*** Selected text ***

PU Prof Targets Hospital-Acquired Infection
Among hospital-acquired infections, MRSA gets most of the attention, says a Purdue University researcher; this leaves the second most common hospital-acquired infection lurking in the shadows. Vancomycin-resistant enterococci (VRE), similar to MRSA, is characterized by its antibiotic resistance, making it especially dangerous and difficult to treat. However, Purdue College of Veterinary Medicine Microbiology Professor Dr. Mohamed Seleem aims to pull VRE from the shadows and battle the disease with increased speed.
Determined to swiftly find a new treatment for VRE, Seleem is taking a somewhat unique approach, using existing, repurposed drugs, rather than relying on antibiotics.
“This drug can move to the market very quickly; it doesn’t require extensive study, because it’s already been approved in humans. All we have to do is change its application for how it’s being used,” says Seleem. “The problem is finding the right drug that kills the right bacteria.”
Hard-to-kill bacteria is the defining trait of hospital-acquired infections such as VRE. Enterococci is a bacteria everyone has in their intestine, but in hospital settings, it can lead to infection when the microorganism escapes the intestine. Enterococci can enter the bloodstream and cause infections in the blood or in any organ. Due to extensive use of the antibiotic Vancomycin to treat the infections, the bacteria has become resistant to the drug—hence its name: Vancomycin-resistant enterococci. As is often the case with hard-to-treat infections, doctors give patients two antibiotics simultaneously.

*** End of Selected text ***

-- Aim of the exercise --
Answer these questions about the article on vancomycin-resistant enterococci:
(a) Among hospital-acquired infections, how common is VRE?
(b) What kind of drugs is Seleem using to find a new VRE treatment instead of relying on antibiotics?
(c) What caused enterococci to become resistant to Vancomycin?

*** Provided material ***

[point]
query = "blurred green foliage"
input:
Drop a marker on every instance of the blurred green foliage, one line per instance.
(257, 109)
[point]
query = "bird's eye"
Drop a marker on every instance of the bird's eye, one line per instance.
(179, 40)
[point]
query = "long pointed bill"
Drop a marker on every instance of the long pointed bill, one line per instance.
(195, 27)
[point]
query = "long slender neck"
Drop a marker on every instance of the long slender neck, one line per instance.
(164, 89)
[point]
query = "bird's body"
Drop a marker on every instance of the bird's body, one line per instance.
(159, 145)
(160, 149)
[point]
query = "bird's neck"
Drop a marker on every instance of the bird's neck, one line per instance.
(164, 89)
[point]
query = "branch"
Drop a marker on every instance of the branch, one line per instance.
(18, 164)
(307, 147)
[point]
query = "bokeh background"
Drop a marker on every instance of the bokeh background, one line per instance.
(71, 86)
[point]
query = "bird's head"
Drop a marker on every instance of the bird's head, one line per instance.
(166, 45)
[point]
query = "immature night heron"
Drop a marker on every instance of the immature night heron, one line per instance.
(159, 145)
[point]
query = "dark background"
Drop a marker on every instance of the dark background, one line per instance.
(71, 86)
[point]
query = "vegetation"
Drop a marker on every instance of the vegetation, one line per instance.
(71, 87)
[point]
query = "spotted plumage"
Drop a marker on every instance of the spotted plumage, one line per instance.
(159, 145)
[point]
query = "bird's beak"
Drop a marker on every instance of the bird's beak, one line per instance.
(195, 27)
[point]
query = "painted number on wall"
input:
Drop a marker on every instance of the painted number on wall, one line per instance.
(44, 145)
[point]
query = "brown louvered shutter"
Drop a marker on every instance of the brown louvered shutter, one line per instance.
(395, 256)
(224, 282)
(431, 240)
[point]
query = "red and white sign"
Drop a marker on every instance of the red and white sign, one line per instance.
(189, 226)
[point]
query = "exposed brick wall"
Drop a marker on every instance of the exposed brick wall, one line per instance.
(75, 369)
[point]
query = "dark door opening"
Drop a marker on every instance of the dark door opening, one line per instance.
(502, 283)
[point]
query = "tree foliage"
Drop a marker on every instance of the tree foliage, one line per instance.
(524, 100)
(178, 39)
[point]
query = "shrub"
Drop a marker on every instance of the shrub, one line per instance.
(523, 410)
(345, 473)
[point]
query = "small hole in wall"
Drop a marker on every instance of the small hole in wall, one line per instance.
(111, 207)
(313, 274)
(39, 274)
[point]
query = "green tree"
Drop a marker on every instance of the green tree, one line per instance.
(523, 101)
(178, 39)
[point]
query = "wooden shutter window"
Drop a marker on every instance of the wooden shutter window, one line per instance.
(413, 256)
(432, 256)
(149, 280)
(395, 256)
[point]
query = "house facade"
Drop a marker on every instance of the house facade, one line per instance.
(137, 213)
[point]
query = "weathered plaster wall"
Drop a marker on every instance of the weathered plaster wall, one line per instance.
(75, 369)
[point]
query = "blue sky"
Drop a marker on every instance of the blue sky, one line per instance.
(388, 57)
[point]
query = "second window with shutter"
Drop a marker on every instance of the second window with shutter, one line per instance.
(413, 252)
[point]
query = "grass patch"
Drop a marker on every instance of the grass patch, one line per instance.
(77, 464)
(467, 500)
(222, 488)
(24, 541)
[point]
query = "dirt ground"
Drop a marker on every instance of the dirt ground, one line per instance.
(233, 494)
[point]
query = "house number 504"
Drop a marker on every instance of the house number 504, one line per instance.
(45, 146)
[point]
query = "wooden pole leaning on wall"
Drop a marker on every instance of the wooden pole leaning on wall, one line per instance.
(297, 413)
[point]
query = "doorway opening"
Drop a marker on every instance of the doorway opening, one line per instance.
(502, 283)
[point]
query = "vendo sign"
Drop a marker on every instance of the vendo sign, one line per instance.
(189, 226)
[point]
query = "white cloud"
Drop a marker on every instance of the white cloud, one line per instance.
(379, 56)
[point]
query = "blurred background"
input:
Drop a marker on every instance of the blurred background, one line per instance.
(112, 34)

*** End of Provided material ***

-- Task output --
(a) It is the second most common hospital-acquired infection.
(b) Existing, repurposed drugs.
(c) Extensive use of the antibiotic Vancomycin to treat the infections.